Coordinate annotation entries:
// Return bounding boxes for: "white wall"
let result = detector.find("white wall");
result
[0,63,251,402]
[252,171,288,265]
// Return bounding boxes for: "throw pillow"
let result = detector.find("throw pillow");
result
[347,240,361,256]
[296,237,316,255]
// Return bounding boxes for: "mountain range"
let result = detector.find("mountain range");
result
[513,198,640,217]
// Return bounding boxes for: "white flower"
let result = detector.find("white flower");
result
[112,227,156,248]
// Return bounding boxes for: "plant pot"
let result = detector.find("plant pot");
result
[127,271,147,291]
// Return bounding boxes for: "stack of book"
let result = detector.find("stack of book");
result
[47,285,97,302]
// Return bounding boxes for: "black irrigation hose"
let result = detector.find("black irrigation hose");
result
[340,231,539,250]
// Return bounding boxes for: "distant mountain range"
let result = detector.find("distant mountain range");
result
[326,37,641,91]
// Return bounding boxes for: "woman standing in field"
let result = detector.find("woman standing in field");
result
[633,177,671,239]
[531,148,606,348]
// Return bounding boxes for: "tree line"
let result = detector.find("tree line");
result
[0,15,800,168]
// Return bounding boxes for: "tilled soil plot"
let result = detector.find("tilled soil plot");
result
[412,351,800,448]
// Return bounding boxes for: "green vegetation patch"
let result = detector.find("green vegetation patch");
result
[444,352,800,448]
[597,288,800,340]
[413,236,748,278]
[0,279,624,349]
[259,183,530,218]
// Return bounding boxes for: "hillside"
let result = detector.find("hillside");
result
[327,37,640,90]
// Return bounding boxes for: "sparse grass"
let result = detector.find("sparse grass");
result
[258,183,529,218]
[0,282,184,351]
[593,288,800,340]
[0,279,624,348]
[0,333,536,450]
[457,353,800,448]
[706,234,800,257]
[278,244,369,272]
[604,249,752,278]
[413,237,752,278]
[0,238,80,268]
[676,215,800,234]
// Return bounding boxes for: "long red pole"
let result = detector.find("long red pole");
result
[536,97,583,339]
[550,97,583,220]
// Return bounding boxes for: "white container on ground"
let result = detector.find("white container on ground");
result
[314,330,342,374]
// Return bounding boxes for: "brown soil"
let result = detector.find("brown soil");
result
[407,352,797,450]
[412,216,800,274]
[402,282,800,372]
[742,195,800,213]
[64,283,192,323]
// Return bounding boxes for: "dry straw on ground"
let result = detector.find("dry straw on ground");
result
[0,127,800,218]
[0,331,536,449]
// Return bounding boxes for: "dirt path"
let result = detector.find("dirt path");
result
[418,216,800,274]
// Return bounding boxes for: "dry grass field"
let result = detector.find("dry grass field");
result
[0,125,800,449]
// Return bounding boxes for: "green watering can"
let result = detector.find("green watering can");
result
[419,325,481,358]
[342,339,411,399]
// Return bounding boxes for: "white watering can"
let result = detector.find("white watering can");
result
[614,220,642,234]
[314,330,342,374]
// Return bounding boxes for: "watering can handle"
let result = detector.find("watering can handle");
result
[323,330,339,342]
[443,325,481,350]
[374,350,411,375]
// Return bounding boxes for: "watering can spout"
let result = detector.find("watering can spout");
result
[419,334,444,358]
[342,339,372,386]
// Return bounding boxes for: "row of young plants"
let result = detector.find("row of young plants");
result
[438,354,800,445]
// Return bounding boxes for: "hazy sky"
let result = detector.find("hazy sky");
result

Problem statement
Copy out each line of the records above that contains the string "container". Count a match only if the case is the same.

Task solution
// Return bounding boxes for: "white container on ground"
let result = detector.find("white container on ground");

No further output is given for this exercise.